▶ WHAT IS REQUIRED: Transcribe everything from the line containing "Find the dark" down to the line containing "left=0, top=392, right=187, bottom=574", including both of those lines. Leave the pictures out.

+++ RECORDED DATA +++

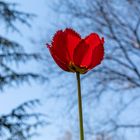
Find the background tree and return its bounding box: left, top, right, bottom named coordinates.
left=45, top=0, right=140, bottom=140
left=0, top=0, right=45, bottom=140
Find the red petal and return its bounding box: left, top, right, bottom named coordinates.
left=47, top=44, right=69, bottom=71
left=85, top=33, right=104, bottom=69
left=74, top=40, right=92, bottom=67
left=64, top=28, right=81, bottom=61
left=51, top=30, right=70, bottom=64
left=74, top=33, right=104, bottom=69
left=52, top=29, right=81, bottom=64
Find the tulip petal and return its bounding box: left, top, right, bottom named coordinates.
left=47, top=44, right=69, bottom=71
left=88, top=44, right=104, bottom=69
left=52, top=28, right=81, bottom=64
left=64, top=28, right=81, bottom=61
left=51, top=30, right=70, bottom=64
left=74, top=33, right=104, bottom=69
left=73, top=40, right=92, bottom=68
left=85, top=33, right=104, bottom=69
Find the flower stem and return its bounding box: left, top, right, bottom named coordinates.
left=76, top=72, right=84, bottom=140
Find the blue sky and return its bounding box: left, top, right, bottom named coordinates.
left=0, top=0, right=66, bottom=140
left=0, top=0, right=139, bottom=140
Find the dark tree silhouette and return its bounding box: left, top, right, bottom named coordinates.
left=0, top=0, right=45, bottom=140
left=48, top=0, right=140, bottom=140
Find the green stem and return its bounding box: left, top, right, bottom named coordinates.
left=76, top=72, right=84, bottom=140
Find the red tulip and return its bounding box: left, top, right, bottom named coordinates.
left=48, top=28, right=104, bottom=74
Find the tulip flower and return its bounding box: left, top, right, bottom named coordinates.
left=47, top=28, right=104, bottom=140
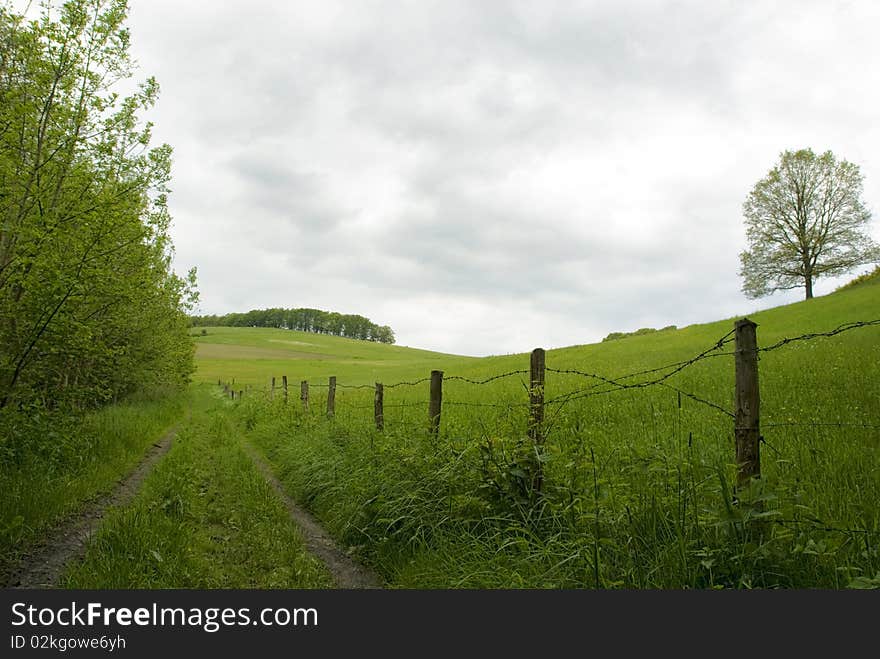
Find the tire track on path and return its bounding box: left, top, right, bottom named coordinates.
left=242, top=441, right=383, bottom=589
left=6, top=424, right=181, bottom=588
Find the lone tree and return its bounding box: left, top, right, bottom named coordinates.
left=740, top=149, right=880, bottom=300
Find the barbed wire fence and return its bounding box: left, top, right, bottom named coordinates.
left=218, top=318, right=880, bottom=533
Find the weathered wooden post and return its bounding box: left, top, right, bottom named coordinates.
left=373, top=382, right=385, bottom=431
left=734, top=318, right=761, bottom=487
left=529, top=348, right=545, bottom=444
left=327, top=375, right=336, bottom=417
left=428, top=371, right=443, bottom=437
left=529, top=348, right=546, bottom=492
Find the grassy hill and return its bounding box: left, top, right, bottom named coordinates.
left=197, top=280, right=880, bottom=588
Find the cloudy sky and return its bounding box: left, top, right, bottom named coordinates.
left=129, top=0, right=880, bottom=355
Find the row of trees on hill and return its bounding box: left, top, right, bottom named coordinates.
left=0, top=0, right=196, bottom=410
left=197, top=308, right=394, bottom=343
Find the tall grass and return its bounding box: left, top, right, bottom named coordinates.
left=63, top=388, right=332, bottom=588
left=229, top=286, right=880, bottom=588
left=0, top=392, right=187, bottom=574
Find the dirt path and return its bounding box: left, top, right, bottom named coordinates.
left=244, top=443, right=382, bottom=588
left=6, top=426, right=179, bottom=588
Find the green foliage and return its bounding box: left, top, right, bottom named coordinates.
left=196, top=309, right=394, bottom=343
left=223, top=286, right=880, bottom=589
left=0, top=0, right=197, bottom=407
left=63, top=389, right=332, bottom=588
left=740, top=149, right=880, bottom=299
left=602, top=325, right=678, bottom=341
left=0, top=390, right=185, bottom=574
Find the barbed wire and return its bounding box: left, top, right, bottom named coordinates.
left=382, top=377, right=431, bottom=389
left=443, top=400, right=529, bottom=410
left=443, top=369, right=530, bottom=385
left=546, top=329, right=736, bottom=389
left=761, top=421, right=880, bottom=430
left=660, top=382, right=736, bottom=419
left=768, top=517, right=880, bottom=535
left=758, top=319, right=880, bottom=352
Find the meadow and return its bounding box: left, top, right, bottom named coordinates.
left=211, top=279, right=880, bottom=588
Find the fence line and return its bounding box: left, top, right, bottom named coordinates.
left=758, top=318, right=880, bottom=352
left=218, top=318, right=880, bottom=492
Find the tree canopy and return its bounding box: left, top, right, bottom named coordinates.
left=740, top=149, right=880, bottom=299
left=0, top=0, right=197, bottom=408
left=191, top=308, right=395, bottom=343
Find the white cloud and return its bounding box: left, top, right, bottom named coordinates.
left=130, top=0, right=880, bottom=354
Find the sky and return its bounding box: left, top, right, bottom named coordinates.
left=122, top=0, right=880, bottom=356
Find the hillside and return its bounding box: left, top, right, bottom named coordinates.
left=197, top=282, right=880, bottom=588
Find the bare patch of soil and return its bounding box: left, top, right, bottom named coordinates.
left=6, top=427, right=177, bottom=588
left=244, top=444, right=382, bottom=589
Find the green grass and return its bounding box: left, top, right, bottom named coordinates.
left=0, top=392, right=186, bottom=574
left=193, top=327, right=470, bottom=389
left=63, top=387, right=332, bottom=588
left=213, top=282, right=880, bottom=588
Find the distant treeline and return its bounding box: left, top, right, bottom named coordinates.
left=196, top=309, right=394, bottom=343
left=602, top=325, right=678, bottom=342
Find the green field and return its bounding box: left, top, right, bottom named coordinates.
left=61, top=386, right=333, bottom=588
left=196, top=279, right=880, bottom=588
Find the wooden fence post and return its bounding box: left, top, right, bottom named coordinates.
left=734, top=318, right=761, bottom=487
left=373, top=382, right=385, bottom=431
left=529, top=348, right=546, bottom=492
left=327, top=375, right=336, bottom=417
left=428, top=371, right=443, bottom=437
left=529, top=348, right=545, bottom=444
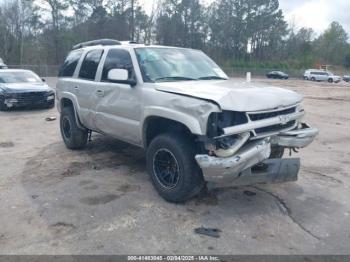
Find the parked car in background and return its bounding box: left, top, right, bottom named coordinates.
left=266, top=71, right=289, bottom=79
left=0, top=58, right=7, bottom=69
left=304, top=69, right=341, bottom=83
left=343, top=75, right=350, bottom=82
left=0, top=69, right=55, bottom=111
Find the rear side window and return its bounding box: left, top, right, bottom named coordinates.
left=79, top=49, right=103, bottom=80
left=58, top=50, right=83, bottom=77
left=101, top=49, right=134, bottom=82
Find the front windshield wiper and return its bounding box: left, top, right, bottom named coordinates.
left=198, top=76, right=227, bottom=80
left=154, top=76, right=197, bottom=82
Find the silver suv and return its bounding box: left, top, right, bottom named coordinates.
left=57, top=40, right=318, bottom=202
left=304, top=69, right=341, bottom=83
left=0, top=58, right=7, bottom=69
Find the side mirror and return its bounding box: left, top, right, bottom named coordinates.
left=107, top=69, right=136, bottom=86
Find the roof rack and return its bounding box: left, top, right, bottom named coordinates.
left=72, top=39, right=122, bottom=50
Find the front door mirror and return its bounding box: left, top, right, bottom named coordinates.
left=107, top=69, right=136, bottom=86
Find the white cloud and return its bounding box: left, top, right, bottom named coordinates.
left=139, top=0, right=350, bottom=35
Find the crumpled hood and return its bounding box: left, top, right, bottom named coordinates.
left=0, top=83, right=53, bottom=93
left=156, top=80, right=303, bottom=112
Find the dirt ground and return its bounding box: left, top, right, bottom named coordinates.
left=0, top=79, right=350, bottom=254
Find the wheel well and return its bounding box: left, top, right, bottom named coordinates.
left=143, top=117, right=196, bottom=148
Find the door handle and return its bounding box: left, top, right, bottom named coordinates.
left=96, top=90, right=105, bottom=96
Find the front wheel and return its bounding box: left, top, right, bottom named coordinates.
left=147, top=133, right=205, bottom=203
left=60, top=107, right=88, bottom=149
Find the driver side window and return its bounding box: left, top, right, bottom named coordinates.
left=101, top=49, right=135, bottom=82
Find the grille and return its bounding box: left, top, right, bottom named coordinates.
left=249, top=107, right=296, bottom=121
left=255, top=120, right=296, bottom=135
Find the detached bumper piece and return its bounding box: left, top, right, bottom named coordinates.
left=271, top=124, right=318, bottom=148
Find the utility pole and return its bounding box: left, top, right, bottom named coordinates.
left=130, top=0, right=135, bottom=41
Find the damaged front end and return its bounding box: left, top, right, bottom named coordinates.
left=195, top=105, right=318, bottom=186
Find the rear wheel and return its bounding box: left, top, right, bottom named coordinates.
left=147, top=133, right=205, bottom=203
left=60, top=107, right=88, bottom=149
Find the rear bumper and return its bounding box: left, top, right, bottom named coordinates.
left=195, top=124, right=318, bottom=185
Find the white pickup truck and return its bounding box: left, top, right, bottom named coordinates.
left=57, top=39, right=318, bottom=202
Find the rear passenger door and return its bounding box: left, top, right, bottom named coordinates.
left=95, top=48, right=142, bottom=145
left=74, top=49, right=103, bottom=130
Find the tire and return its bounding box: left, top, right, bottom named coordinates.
left=147, top=133, right=205, bottom=203
left=60, top=107, right=88, bottom=149
left=269, top=146, right=284, bottom=159
left=0, top=97, right=8, bottom=111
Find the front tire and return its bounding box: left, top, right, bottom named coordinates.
left=147, top=133, right=205, bottom=203
left=60, top=107, right=88, bottom=149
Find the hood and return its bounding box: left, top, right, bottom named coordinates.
left=156, top=80, right=303, bottom=112
left=0, top=83, right=53, bottom=93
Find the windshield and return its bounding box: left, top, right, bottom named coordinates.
left=135, top=47, right=228, bottom=82
left=0, top=71, right=42, bottom=84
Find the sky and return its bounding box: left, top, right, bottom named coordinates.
left=139, top=0, right=350, bottom=36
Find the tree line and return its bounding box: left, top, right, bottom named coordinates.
left=0, top=0, right=350, bottom=68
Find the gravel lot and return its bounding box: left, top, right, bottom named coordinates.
left=0, top=79, right=350, bottom=254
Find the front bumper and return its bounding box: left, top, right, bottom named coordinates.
left=195, top=124, right=318, bottom=185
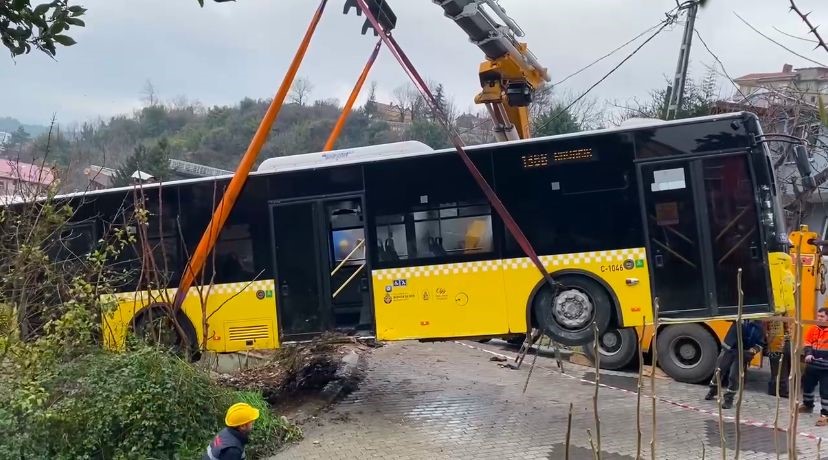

+++

▶ SOLUTION TO THIS TASK:
Find the dark tree silhouette and return its bounding box: left, top, right, bottom named coordinates.
left=0, top=0, right=45, bottom=140
left=48, top=0, right=140, bottom=140
Find the green stem and return its bounding box: left, top, right, bottom named coordinates.
left=76, top=72, right=84, bottom=140
Find the red tulip and return its bounding box: left, top, right, bottom named coordinates.
left=48, top=28, right=104, bottom=74
Find the tulip flower and return its bounding box: left, top, right, bottom named coordinates.
left=47, top=28, right=104, bottom=140
Find the tire track on path and return its bounding box: left, top, right, bottom named coordinates.
left=242, top=441, right=383, bottom=589
left=6, top=424, right=181, bottom=588
Find the lone tree and return its bounding box: left, top, right, bottom named coordinates.
left=740, top=149, right=880, bottom=300
Find the barbed wire fence and return its bounding box: left, top, right, bottom named coordinates.
left=218, top=318, right=880, bottom=533
Find the weathered wooden post and return its bounding box: left, top, right, bottom named coordinates.
left=373, top=382, right=385, bottom=431
left=734, top=318, right=761, bottom=487
left=529, top=348, right=545, bottom=444
left=327, top=375, right=336, bottom=417
left=428, top=371, right=443, bottom=437
left=529, top=348, right=546, bottom=492
Find the grassy hill and return its bounding box: left, top, right, bottom named coordinates.
left=197, top=280, right=880, bottom=588
Find the cloudy sky and return its bounding box: left, top, right, bottom named coordinates.
left=129, top=0, right=880, bottom=355
Find the row of trees on hill and return its bounding box: left, top, right, bottom named coordinates.
left=0, top=0, right=196, bottom=410
left=197, top=308, right=394, bottom=343
Find the tall grass and return its bounding box: left, top, right, bottom named coordinates.
left=63, top=388, right=332, bottom=588
left=229, top=286, right=880, bottom=588
left=0, top=392, right=187, bottom=574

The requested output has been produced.